What to work on >>
Your task is to copy every entry exactly.

[Saved entries]

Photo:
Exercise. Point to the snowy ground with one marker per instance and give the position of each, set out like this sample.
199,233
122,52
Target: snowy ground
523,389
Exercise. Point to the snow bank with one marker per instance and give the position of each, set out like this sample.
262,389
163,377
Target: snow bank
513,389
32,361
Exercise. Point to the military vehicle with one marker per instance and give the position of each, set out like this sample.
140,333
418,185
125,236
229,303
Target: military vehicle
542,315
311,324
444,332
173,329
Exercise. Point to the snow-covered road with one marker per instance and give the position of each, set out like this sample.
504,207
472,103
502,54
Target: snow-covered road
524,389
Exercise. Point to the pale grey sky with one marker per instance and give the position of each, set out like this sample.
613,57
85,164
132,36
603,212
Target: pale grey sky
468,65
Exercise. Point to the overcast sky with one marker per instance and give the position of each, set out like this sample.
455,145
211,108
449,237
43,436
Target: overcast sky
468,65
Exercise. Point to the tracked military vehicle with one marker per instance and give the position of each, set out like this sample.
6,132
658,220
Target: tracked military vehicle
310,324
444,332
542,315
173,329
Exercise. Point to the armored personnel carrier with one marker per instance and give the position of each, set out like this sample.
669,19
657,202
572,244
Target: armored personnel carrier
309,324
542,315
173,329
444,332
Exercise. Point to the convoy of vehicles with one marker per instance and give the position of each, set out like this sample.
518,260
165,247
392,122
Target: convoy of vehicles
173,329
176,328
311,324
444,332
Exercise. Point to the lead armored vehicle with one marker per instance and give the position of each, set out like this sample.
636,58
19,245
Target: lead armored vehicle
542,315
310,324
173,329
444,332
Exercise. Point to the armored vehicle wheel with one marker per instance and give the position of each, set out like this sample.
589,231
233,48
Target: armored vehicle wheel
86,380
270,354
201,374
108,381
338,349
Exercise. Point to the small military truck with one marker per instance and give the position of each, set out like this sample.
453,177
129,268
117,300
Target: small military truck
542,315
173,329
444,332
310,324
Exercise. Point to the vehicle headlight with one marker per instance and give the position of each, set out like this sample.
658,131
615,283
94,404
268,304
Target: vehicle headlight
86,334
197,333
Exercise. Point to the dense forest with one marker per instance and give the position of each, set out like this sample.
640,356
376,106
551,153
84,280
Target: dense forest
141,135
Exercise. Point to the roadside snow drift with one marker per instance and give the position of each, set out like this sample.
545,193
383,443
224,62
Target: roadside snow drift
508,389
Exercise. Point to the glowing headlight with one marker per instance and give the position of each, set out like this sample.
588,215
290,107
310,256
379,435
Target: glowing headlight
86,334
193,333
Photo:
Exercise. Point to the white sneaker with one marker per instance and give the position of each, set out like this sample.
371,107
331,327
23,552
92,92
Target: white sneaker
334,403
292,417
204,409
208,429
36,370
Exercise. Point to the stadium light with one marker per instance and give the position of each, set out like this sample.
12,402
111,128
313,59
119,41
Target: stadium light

Response box >>
Photo:
Exercise. Point to the snowy ground with one marker per instance and give the position of each, set out like this sample.
199,233
122,52
Target: snowy ground
523,389
Exercise. Point to the snow bank with one marker per instance and give the position of each, set out like this sample.
262,389
163,377
Target: snow bank
513,389
32,361
Exercise. Point to the military vehicle with one marker per instance and give the position of each, set out like this sample.
140,333
418,185
125,236
229,303
Target: military vehicle
542,315
311,324
444,332
173,329
Exercise. Point to the snow-covered road with one marker per instance and give the position of each, set out like this sample.
504,207
472,103
502,54
Target: snow-covered road
524,389
Exercise. Point to the pale grey sky with one marker per instance and give the position of each, set out like this sample.
613,57
85,164
132,36
603,212
Target: pale grey sky
468,65
Exercise. Point to the overcast sky with one marker per instance and give the position of each, set out like this sample.
455,145
211,108
449,237
43,436
Target: overcast sky
468,65
Exercise. Point to the tracked military vehicle with one marker per instance and give the position of each, set out like this sample.
6,132
658,220
Target: tracked military vehicle
310,324
444,332
542,315
173,329
Exercise. Point to the armored personnel carrier with one marker per instance and give the position of each, set out like this sample.
669,19
657,202
572,244
Target: armored personnel carrier
309,324
542,315
173,329
444,332
Exercise. Point to the convoy of vehicles with one marker per instance and give the position of each, set out like this sample.
518,260
165,247
392,122
Target: convoy of vehicles
173,329
176,328
311,324
444,332
Exercise. Point to the lead armored vehicle with one marker per instance and give the position of each, set out like this sample.
636,58
19,245
Target: lead armored vehicle
542,315
310,324
173,329
444,332
Exercise. Point to the armored vehicle wheel with one marker per instance and give the position of each, set out like this sample.
589,231
233,48
Target: armored vehicle wheel
86,380
270,354
201,374
108,381
338,349
Exercise. Point to the small military truck with one marker per instance and give the position of each, set out like this sample.
453,177
129,268
117,300
Target: small military truck
542,315
173,329
444,332
310,324
Exercise. Point to the vehicle headlight with one marker per instance and give the position of each, set out like this sample.
658,131
615,283
94,404
268,304
Target: vehicle headlight
86,334
197,333
Exercise. Point to the dense forest with one marker per instance and give the position of each, set out like this sample.
640,356
376,106
551,153
84,280
Target: dense forest
141,135
Exercise. Point to the roadside snow drift with one marker per instance and give the position of each, set out like this sample.
545,193
383,443
224,62
Target: roadside snow drift
508,389
Exercise. Point to the glowing headlight with one marker per instance and give the position of each, set out like this sample.
588,215
290,107
310,256
379,435
Target: glowing headlight
86,334
193,333
Photo:
Exercise. Point to the white sneaker with one marker per instance and give the position of each, set out like this sample.
371,107
331,327
23,552
92,92
Target: white sneaker
334,403
292,417
204,409
208,429
36,370
Exercise. Point to the stadium light with one marker per instance and give the position of each, set out like this sample.
12,402
111,128
313,59
119,41
Target: stadium light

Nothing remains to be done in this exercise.